(JOB) Reproduce the material from its start through the line containing "[344,216,356,231]", that line included, and offset every bounding box coordinate by adding 21 to it. Leave every other line unchanged.

(DATA EXCERPTS)
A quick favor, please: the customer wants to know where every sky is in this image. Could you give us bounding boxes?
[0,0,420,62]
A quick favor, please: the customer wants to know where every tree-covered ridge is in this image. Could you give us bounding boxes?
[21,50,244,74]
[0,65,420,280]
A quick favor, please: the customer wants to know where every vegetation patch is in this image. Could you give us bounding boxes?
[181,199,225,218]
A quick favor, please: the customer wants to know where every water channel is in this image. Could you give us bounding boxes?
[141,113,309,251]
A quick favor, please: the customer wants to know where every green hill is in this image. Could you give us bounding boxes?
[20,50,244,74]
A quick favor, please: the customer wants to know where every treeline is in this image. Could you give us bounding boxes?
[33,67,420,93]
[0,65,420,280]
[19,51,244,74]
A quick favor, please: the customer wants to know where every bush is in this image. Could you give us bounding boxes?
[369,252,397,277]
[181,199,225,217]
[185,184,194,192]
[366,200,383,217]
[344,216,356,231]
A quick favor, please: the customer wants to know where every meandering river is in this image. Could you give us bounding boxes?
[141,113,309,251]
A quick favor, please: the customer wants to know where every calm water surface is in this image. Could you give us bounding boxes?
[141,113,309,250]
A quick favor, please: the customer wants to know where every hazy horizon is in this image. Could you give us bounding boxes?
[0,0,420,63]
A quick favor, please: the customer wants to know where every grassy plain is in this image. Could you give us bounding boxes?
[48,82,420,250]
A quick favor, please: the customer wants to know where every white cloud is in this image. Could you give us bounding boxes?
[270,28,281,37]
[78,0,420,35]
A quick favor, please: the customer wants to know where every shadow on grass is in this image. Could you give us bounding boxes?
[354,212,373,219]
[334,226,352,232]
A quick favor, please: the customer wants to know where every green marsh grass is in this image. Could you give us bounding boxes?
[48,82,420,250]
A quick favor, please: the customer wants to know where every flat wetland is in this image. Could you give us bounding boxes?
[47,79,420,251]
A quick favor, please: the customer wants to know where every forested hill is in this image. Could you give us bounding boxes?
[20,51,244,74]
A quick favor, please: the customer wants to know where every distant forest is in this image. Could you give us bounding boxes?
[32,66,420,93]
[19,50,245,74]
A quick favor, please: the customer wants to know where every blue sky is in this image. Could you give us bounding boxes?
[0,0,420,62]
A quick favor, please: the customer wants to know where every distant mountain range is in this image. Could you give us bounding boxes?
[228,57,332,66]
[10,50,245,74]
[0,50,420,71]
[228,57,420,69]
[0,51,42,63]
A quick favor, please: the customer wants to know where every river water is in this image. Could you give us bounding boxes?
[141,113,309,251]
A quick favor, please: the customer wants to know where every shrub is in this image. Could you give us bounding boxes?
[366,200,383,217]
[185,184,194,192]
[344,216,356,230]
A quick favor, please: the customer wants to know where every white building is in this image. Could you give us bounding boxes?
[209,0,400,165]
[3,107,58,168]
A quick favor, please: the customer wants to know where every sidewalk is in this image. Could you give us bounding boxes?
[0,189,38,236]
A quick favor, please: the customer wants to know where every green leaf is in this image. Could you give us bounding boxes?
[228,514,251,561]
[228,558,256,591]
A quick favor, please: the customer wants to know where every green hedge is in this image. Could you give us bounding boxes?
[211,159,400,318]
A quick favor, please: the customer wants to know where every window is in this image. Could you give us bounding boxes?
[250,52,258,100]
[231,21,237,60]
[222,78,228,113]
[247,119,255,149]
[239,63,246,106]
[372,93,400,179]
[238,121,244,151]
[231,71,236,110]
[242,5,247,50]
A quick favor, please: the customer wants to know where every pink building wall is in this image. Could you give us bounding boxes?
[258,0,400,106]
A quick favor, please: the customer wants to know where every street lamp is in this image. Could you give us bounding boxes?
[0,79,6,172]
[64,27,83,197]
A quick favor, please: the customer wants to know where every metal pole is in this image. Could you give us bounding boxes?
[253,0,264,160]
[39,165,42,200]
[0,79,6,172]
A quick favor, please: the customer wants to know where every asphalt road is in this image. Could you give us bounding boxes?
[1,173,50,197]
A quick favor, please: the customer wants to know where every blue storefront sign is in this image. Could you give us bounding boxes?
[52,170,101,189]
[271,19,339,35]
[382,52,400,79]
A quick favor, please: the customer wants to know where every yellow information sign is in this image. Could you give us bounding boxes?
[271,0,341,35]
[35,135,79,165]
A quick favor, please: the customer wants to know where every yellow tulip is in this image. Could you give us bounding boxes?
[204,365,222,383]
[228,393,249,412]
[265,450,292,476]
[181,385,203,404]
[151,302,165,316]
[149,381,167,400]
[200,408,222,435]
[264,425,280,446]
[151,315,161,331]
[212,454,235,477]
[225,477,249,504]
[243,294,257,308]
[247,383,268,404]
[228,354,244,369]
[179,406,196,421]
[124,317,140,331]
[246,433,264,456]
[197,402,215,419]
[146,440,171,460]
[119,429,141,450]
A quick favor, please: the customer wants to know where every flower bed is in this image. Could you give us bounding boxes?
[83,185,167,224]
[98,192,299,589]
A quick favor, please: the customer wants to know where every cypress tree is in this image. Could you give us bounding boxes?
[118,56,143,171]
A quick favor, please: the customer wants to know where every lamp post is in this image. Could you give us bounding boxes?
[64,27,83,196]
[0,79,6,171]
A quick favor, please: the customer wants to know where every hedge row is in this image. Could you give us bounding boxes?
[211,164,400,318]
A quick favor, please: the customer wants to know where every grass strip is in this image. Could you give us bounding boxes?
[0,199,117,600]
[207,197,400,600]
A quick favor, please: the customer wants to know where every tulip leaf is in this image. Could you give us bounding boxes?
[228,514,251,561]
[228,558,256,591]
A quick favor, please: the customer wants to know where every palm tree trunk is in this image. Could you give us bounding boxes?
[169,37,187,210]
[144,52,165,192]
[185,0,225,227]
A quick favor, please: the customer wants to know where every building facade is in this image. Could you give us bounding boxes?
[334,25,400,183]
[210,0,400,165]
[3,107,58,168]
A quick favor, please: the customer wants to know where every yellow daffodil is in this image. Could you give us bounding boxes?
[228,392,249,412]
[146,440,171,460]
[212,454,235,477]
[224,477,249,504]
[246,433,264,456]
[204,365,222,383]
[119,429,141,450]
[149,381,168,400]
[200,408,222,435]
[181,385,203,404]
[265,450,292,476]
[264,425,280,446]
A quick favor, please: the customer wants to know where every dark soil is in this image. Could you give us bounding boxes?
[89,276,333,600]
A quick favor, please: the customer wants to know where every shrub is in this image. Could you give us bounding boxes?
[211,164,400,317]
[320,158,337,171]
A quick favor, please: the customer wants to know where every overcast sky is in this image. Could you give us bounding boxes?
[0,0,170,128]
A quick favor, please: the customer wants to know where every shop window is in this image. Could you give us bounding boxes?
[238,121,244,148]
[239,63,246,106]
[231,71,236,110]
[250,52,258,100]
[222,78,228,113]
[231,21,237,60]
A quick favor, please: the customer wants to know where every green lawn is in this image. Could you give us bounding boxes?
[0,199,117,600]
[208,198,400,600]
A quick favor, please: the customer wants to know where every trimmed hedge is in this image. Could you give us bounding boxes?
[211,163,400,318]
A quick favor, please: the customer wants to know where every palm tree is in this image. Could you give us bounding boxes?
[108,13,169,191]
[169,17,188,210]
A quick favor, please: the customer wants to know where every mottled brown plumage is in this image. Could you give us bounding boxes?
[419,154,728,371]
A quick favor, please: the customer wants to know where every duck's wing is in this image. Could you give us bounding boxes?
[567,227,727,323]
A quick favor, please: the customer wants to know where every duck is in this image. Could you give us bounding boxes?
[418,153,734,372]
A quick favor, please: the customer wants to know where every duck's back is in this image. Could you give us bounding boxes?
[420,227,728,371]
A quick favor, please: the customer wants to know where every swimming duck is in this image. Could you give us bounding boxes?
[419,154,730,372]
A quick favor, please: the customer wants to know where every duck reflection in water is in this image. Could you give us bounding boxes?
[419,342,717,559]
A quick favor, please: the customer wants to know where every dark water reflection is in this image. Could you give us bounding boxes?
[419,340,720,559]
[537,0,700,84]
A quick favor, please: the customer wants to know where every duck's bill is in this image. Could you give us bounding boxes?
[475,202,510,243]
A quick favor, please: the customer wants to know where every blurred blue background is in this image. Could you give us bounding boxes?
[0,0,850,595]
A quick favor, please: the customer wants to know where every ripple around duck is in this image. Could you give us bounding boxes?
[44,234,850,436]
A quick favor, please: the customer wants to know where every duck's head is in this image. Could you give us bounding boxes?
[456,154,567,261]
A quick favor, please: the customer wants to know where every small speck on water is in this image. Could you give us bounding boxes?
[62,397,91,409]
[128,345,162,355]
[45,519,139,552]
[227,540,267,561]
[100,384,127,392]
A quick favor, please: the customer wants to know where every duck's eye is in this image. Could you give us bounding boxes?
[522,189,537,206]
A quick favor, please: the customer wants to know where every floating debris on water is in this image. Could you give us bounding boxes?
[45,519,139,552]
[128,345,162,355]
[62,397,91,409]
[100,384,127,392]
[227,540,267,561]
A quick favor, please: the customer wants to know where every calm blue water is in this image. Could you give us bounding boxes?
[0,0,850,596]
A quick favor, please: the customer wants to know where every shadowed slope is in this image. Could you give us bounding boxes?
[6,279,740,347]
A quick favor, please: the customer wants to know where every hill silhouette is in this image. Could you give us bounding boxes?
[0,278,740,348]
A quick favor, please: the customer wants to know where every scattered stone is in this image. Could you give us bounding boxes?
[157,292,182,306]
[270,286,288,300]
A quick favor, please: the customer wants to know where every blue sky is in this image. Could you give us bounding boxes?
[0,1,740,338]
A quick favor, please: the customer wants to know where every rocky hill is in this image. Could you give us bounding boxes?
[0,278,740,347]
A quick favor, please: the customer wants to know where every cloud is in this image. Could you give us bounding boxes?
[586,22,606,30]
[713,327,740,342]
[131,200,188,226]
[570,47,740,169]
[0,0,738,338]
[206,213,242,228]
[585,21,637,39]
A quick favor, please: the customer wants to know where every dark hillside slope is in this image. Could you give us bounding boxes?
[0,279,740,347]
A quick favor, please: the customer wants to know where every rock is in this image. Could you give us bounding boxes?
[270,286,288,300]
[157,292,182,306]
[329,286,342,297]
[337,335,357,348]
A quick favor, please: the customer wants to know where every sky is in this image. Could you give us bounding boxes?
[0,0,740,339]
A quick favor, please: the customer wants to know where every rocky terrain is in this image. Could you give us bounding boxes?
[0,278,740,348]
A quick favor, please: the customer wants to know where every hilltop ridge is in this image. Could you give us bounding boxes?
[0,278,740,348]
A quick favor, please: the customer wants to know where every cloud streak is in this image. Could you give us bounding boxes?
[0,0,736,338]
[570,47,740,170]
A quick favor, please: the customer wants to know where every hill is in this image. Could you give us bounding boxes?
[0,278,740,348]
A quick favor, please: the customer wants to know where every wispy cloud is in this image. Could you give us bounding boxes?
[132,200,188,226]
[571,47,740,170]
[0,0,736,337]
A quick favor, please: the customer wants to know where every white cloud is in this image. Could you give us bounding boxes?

(CORRECT ANSWER)
A quick favor, please: the customer wants to know where every sky is in this image. Could you give us bounding boxes?
[21,21,441,83]
A quick favor, please: the customer wants to know where every tree-covered ridge is in this image. Could you give us bounding boxes?
[42,71,265,95]
[21,86,441,301]
A quick favor, please: the customer wants to know where every vegetation patch is in this image. Could you give us bounding boxes?
[202,220,246,239]
A quick favor, please: the customer wants to know where every water channel is in this image. Could you give us bounding boxes?
[162,134,330,272]
A quick favor, please: the customer wants to know where every green hill is in this image. Could you give us bounding boxes?
[41,71,265,95]
A quick favor, please: the customer wants to know where every treeline is in this image. Could you give us bounding boxes?
[54,88,441,114]
[21,86,441,301]
[40,72,265,95]
A quick favor, please: the customer wants to know where every bush is in this image. Could you give us bounding boxes?
[390,273,418,298]
[202,220,246,238]
[206,205,215,213]
[387,221,404,238]
[365,237,377,252]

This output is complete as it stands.